Paris-Vallée de la Marne ► Plongée dans le quotidien d’une prof en confinement

 

A l’école élémentaire, sans blog ni environnement numérique de travail, pas facile d’enseigner à distance pendant le confinement. Sabrina, professeur des écoles dans l’un des établissements de Paris-Vallée de la Marne, s’en sort plutôt bien. Dans sa trousse figurent une adresse gmail, une organisation à la lettre, un groupe whatsapp avec les collègues et trente familles connectées.

« Prenez vite les adresses mails et le téléphone de tous les parents », a lancé la directrice d’école, lundi 16 mars. « Rentrez chez vous et contactez-les dans la journée. » Le confinement, ayant été annoncé le matin même, Sabrina, professeur des écoles en CM2 a obtempéré.

Entre les adresses mails non valides, les parents divorcés et les numéros de téléphone non-attribués, elle a mis 48 heures, avec l’aide de la mairie, de certains parents d’élèves et de sa directrice, à joindre tout le monde. Elle raconte : « Heureusement, dans l’incertitude du vendredi 13 mars, j’avais donné du travail aux élèves pour la semaine qui allait suivre. J’ai pu ainsi organiser mon télétravail, sachant qu’en élémentaire, nous n’avons pas d’ENT (environnement numérique de travail) donc nous travaillons à partir d’une simple adresse gmail. »

Sauf qu’avec trois enfants à la maison, un en primaire, un au collège et un au lycée, il a fallu s’organiser. « Mon mari, devenu travailleur à domicile, a investi mon bureau, donc je navigue entre ma chambre, la cuisine et la table de la salle à manger » explique t-elle, le sourire aux lèvres. Quant au planning journalier instauré au départ pour concilier vie familiale, devoirs et vie professionnelle, il n’a pas tenu bien longtemps. Chacun a trouvé son rythme. Les enfants planchent plutôt le matin et ont appris à se taire pendant les « conférences call » de papa et les entretiens téléphoniques de maman. Ils ont la chance d’avoir un jardin et la « malchance » d’avoir une tablette ou un smartphone, source de conflits à chaque fois que Sabrina essaie de limiter le temps d’écran. Le positif ? Les deux derniers ont découvert le scrabble et le jeu de dames. L’aînée, elle, s’est lancée dans la peinture et la couture. Le confinement peut aussi avoir du bon.

◇ ◇ ◇ ◇

CONSIGNES>
**1)** Dans l'article sur l'enseignante en confinement, combien de temps a-t-il fallu à Sabrina pour joindre toutes les familles ?
**2)** Poursuivez l'article sur l'enseignante en confinement à partir de sa dernière phrase.

EXTRAIT DES DONNÉES>

◇ ◇ ◇ ◇

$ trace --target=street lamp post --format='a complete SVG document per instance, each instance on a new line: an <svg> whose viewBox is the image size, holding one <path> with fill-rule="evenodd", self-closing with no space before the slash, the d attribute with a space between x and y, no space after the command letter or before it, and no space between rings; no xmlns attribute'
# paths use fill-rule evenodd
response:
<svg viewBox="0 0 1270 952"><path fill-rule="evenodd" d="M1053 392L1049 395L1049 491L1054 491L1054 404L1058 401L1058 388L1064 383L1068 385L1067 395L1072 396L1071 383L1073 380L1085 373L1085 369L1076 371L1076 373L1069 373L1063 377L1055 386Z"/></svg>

◇ ◇ ◇ ◇

RÉPONSES>
**1)** 48 heures.

**2)**
Avancer dans le programme

« L’avantage d’avoir des enfants, c’est que je comprends maintenant certains parents qui se plaignent de crouler sous les mails et les liens pédagogiques envoyés parfois en masse par les enseignants. Au collège et au lycée, chaque professeur a sa méthode de travail : soit renvoyer les devoirs dans le fameux ‘casier’, soit par mail, sur l’application ‘exercice’, sous forme de photo, d’enregistrement audio, video… Franchement on s’y perd. En même temps, il faut les comprendre, enseigner à distance, c’est une première. Nous, enseignants, voulons avancer dans le programme, continuer à faire notre métier, mais sans pouvoir interagir avec les élèves, c’est compliqué. » C’est là aussi que les inégalités se creusent : déjà du point de vue de l’équipement numérique car il y a un souvent un ordinateur par famille voire pas du tout et tous les parents ne peuvent imprimer. Il y a aussi des parents qui peinent à « enseigner » la division posée des nombres décimaux, par exemple, ou qui ne savent pas très bien lire et écrire. Et puis l’élève n’est pas tout seul dans son foyer, il y a souvent une fratrie dont il faut s’occuper.

Enseigner, c’est un métier. Pour preuve, une maman seule avec deux enfants, a écrit à Sabrina : « Je respectais le métier d’enseignant, mais avec ce confinement c’est un double respect ! »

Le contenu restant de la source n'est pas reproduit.